## What to work on:
Print the lines of the records from the very first line through the line that contains "M252 31L249 35L249", with both ends included, and reproduce each one without any change.

..........

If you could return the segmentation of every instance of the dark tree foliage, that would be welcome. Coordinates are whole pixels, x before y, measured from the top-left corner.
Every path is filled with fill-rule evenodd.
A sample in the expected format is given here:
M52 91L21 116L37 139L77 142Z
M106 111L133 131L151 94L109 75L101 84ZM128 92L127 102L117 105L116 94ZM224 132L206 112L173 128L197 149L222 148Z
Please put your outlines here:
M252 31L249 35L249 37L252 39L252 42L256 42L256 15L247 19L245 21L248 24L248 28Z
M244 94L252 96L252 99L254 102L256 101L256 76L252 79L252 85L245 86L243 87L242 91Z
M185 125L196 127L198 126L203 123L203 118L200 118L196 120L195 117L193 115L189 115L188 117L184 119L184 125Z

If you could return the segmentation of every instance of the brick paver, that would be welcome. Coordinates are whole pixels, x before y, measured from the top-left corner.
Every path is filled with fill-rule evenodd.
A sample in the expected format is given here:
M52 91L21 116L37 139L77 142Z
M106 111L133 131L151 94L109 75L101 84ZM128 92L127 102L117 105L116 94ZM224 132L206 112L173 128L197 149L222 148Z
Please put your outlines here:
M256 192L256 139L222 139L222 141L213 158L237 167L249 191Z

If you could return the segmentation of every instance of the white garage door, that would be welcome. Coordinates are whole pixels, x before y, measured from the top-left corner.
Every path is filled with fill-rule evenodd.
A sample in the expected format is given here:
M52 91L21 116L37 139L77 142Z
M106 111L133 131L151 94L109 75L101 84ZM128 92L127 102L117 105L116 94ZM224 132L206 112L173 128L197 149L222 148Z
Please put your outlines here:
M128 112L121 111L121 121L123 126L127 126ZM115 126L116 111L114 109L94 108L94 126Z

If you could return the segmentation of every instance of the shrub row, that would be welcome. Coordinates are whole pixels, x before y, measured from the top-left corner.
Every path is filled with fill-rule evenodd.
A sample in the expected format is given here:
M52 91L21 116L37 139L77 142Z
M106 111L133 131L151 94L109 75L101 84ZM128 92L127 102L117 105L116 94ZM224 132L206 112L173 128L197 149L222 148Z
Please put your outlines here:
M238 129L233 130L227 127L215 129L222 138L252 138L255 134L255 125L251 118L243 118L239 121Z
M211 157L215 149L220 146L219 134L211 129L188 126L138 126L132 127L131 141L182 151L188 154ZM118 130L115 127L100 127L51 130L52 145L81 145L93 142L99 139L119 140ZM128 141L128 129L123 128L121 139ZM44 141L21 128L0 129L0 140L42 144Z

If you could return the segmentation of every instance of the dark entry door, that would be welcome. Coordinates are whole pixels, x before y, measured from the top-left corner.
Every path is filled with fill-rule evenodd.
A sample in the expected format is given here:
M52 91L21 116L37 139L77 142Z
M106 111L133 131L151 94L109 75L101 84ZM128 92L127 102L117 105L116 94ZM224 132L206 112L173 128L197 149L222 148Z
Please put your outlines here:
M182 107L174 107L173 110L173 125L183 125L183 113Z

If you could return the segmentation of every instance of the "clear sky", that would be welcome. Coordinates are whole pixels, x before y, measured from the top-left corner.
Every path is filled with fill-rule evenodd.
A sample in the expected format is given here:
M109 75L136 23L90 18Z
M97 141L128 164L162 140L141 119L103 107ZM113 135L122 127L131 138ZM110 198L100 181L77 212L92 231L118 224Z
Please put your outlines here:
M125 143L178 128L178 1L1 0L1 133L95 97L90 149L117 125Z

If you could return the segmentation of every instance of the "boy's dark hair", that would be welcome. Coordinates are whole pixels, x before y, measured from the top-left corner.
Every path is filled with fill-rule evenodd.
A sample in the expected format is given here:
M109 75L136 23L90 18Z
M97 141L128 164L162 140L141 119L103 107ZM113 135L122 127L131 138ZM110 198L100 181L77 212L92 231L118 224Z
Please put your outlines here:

..........

## Full answer:
If you could return the segmentation of every instance of the dark tree foliage, that would be welcome. Coordinates are whole pixels, x before y, measured from the top-left corner.
Every path is filled with fill-rule evenodd.
A sample in the expected format is given here:
M52 91L21 116L37 139L77 142Z
M106 111L133 131L151 94L109 75L101 84ZM128 92L127 102L117 105L116 94ZM224 132L206 112L173 128L197 149L222 148Z
Please put your outlines here:
M252 31L249 35L249 37L252 39L252 42L256 42L256 15L247 19L245 21L248 24L248 28Z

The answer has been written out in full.